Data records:
▬▬▬▬▬▬▬▬▬▬
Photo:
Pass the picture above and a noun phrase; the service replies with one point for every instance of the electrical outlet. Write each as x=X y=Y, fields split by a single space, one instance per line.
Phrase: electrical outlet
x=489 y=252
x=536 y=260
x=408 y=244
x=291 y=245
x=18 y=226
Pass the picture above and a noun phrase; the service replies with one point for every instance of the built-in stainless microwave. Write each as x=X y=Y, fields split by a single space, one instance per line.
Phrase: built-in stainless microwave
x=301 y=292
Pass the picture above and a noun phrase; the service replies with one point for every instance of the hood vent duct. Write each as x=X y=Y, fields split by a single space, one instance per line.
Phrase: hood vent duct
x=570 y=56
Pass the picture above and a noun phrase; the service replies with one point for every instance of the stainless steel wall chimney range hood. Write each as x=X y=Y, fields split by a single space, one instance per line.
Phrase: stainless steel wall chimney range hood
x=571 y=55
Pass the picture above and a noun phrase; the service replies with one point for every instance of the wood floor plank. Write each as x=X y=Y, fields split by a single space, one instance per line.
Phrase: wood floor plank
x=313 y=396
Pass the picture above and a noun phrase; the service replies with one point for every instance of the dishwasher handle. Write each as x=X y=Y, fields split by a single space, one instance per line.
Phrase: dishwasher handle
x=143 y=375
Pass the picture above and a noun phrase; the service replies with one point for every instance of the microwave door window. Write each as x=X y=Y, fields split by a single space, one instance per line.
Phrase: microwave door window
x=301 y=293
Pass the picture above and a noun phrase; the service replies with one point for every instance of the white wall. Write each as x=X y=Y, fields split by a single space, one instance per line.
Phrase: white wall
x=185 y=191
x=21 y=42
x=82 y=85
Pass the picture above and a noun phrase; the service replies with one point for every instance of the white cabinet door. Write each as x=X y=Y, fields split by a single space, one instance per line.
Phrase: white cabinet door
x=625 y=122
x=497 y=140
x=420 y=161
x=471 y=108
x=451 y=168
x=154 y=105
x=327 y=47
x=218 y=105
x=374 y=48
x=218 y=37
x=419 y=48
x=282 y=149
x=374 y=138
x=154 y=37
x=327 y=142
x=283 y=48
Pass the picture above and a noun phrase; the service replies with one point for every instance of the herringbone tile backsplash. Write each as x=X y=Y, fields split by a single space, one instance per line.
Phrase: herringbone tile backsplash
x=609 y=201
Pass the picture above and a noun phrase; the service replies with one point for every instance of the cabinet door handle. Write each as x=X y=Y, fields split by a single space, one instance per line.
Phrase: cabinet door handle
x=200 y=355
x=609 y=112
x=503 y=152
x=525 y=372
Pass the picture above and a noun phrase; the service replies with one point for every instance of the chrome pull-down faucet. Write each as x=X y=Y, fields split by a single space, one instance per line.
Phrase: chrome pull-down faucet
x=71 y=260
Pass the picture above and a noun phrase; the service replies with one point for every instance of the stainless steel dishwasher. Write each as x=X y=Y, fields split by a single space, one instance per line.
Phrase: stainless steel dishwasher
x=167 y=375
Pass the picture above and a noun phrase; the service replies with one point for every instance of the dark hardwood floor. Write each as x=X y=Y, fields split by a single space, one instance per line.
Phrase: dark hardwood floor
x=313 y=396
▬▬▬▬▬▬▬▬▬▬
Goal:
Return the entries in full, keeping every line exactly as it is.

Output for this exercise:
Photo:
Pass the picture above and a noun phrase; the service replies with one point for every instance of the electrical outlet. Write each as x=X y=Y, fields split by a single space, one instance per line.
Phrase: electrical outlet
x=489 y=252
x=536 y=260
x=408 y=244
x=291 y=245
x=18 y=226
Pass the picture above and a noun phrase; the service replies with one point for every instance of the built-in stainless microwave. Write each as x=X y=Y, fields split by a single space, one instance per line.
Phrase: built-in stainless microwave
x=301 y=292
Pass the picture above and a noun phrase; the service replies with one point for every instance of the hood vent duct. Write each as x=X y=Y, fields split by a single space, one instance per line.
Phrase: hood vent duct
x=570 y=56
Pass the picture above and a noun phrase; the service replies with one point for every instance of the stainless steel wall chimney range hood. Write each as x=X y=Y, fields split by a single space, one instance per line.
Phrase: stainless steel wall chimney range hood
x=571 y=55
Pass the picture above and a noun phrase; the service replies with one point for every instance of the wood floor plank. Write each as x=X y=Y, fields split by a single space, one instance per line.
Phrase: wood floor plank
x=313 y=396
Pass the picture above and a noun phrase; the service replies with one point for every instance of the dishwasher handle. Write each as x=X y=Y, fields split by a single space, one instance per line.
Phrase: dishwasher handle
x=143 y=375
Pass the picture above and a noun phrase; the service replies with one point for every instance of the microwave door window. Write each as x=X y=Y, fields split by a single space, one instance per line.
Phrase: microwave door window
x=301 y=293
Pass the picture above and a noun phrase; the service replies with one point for every instance of the white wall. Write each as x=X y=Y, fields split by a single space, one instance per line.
Phrase: white wall
x=185 y=191
x=21 y=42
x=82 y=85
Pass the picture above and a noun phrase; the service replies with one point for every instance of the white cabinet door. Write each as x=X y=Y, fields split by a single space, one instance per line.
Phrase: white cabinet door
x=625 y=122
x=497 y=140
x=420 y=161
x=471 y=108
x=451 y=168
x=154 y=105
x=327 y=47
x=218 y=105
x=374 y=48
x=218 y=37
x=419 y=48
x=282 y=149
x=374 y=138
x=154 y=37
x=327 y=142
x=283 y=48
Pass the picture above and a noun phrase; the service replies with one point for every instance of the herringbone tile backsplash. Write each as x=X y=Y, fields split by a single space, one instance per line.
Phrase: herringbone tile backsplash
x=609 y=201
Pass the picture above and a noun phrase; the service replies with one point for every instance of the cabinet door handle. Write each as x=X y=Y, fields split by a single space, one instance per line.
Phrase: cabinet door handle
x=200 y=355
x=609 y=112
x=503 y=152
x=525 y=372
Pass the picture above and a noun phrase; the service replies with one point for every instance of the chrome pull-down faucet. Write each as x=X y=Y, fields split by a single space, one instance per line.
Phrase: chrome pull-down faucet
x=71 y=260
Pass the picture above and a noun phrase; the service replies with one point for every instance of the stainless steel dishwasher. Write each as x=X y=Y, fields split by a single space, one instance per line.
Phrase: stainless steel dishwasher
x=167 y=375
Pass the picture above and a noun phrase; the service replies with one point for every instance of the dark hardwood floor. Write each as x=X y=Y, fields split by a single space, one instance per line.
Phrase: dark hardwood floor
x=313 y=396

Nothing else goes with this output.